◆ Material shown:
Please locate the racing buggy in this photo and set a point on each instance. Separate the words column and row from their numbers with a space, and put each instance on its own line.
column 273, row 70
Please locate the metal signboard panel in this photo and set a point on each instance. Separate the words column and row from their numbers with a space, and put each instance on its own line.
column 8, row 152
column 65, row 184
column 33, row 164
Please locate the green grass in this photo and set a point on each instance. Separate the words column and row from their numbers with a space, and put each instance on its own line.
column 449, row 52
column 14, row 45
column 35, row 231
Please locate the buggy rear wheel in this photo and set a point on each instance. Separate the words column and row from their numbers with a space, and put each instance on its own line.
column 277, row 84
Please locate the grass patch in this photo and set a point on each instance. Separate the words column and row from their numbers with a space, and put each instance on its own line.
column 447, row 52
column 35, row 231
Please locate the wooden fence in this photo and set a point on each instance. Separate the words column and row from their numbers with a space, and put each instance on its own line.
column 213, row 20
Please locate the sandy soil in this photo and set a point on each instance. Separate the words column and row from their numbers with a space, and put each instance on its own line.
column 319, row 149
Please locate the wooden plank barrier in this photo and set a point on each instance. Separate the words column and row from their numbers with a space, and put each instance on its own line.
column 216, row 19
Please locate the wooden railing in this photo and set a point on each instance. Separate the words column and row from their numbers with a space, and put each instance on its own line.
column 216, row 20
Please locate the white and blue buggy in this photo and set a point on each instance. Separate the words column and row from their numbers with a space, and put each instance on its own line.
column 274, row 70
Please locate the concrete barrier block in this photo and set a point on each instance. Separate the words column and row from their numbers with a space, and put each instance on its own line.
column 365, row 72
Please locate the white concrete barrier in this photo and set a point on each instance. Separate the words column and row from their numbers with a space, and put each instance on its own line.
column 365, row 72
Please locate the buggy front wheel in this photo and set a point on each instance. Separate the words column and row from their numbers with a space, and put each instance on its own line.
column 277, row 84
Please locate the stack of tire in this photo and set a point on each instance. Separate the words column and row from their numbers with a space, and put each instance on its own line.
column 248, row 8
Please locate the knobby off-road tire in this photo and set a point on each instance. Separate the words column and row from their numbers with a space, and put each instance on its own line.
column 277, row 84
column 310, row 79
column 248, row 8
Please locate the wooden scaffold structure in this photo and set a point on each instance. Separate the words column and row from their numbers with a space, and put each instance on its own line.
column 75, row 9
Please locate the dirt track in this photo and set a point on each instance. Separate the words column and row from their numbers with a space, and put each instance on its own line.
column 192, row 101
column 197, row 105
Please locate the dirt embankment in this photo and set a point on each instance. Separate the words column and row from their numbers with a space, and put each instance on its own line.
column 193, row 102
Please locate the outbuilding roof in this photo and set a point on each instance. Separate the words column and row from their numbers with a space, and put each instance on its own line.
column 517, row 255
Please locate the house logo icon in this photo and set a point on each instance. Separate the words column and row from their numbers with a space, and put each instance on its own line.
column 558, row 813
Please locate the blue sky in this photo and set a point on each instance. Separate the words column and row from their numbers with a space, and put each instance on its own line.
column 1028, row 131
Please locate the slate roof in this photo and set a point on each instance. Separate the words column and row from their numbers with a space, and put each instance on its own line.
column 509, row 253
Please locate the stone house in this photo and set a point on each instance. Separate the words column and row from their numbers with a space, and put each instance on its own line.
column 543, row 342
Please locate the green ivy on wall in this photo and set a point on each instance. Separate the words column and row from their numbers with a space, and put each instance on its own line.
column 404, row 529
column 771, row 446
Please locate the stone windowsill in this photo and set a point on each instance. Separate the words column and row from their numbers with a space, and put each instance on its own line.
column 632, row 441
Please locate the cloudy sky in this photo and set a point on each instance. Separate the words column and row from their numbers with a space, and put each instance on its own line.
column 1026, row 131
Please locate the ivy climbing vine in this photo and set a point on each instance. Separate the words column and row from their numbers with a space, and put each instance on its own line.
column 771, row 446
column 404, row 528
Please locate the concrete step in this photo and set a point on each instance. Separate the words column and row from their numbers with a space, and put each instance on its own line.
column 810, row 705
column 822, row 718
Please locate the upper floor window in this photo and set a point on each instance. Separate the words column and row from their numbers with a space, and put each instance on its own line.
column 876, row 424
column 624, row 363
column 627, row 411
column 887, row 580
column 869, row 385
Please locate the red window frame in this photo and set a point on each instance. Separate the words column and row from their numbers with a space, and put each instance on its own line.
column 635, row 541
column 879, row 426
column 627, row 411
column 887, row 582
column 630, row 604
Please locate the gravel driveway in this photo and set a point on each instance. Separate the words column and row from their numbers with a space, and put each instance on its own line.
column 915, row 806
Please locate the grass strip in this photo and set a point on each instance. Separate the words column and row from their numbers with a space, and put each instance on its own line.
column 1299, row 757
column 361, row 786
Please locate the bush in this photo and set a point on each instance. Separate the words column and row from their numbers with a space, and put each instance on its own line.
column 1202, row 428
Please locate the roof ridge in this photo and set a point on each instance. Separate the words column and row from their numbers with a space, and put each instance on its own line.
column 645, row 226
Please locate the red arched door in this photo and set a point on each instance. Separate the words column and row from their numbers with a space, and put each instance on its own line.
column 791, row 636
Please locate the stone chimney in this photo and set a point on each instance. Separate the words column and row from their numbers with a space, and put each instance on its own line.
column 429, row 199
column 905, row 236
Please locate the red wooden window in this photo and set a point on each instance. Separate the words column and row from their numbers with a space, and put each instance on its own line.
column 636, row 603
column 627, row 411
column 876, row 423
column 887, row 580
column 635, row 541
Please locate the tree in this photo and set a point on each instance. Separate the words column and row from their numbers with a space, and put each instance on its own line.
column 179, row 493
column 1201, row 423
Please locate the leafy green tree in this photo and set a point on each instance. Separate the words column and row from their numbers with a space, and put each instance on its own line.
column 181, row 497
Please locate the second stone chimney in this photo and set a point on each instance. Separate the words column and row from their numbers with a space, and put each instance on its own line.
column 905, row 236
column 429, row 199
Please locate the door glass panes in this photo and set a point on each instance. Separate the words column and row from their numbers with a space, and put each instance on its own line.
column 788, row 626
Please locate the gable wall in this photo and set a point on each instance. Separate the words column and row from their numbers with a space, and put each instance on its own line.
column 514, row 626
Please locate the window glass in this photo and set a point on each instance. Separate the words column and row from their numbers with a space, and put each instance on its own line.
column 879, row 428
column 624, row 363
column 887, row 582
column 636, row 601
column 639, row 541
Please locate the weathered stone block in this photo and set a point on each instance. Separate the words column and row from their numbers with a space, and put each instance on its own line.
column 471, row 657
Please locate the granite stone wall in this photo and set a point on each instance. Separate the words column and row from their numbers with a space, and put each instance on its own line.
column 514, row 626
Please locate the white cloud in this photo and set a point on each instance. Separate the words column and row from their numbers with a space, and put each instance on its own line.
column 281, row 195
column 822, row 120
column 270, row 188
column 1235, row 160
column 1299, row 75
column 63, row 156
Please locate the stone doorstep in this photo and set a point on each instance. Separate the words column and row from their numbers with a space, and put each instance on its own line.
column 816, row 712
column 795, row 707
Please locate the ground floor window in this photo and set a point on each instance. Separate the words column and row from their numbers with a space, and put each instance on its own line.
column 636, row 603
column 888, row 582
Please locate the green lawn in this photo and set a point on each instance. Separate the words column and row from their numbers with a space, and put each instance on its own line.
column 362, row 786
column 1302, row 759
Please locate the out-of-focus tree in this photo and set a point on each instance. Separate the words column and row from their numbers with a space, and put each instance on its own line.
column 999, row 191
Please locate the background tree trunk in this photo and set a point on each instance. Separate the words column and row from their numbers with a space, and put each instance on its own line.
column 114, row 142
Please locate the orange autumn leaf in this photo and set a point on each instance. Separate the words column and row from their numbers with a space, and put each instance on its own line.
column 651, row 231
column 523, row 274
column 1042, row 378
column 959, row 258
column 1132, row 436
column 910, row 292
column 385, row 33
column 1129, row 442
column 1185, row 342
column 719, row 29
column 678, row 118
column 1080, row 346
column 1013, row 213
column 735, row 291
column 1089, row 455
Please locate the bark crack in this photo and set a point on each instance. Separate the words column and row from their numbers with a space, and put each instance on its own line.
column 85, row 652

◆ Written request:
Please format the entries above as a numbered list, running from the first line through the line that contains "column 33, row 164" and leaving out any blank lines.

◆ Output for this task:
1. Please locate the racing buggy in this photo and set a point on each instance. Separate the words column and row from their numbers with a space, and put each instance on its own line.
2. column 273, row 70
3. Please locate the metal signboard panel in this photo and set a point on each instance. Separate the words column and row from their numbers with a space, and put each instance on its own line.
4. column 8, row 152
5. column 65, row 184
6. column 33, row 164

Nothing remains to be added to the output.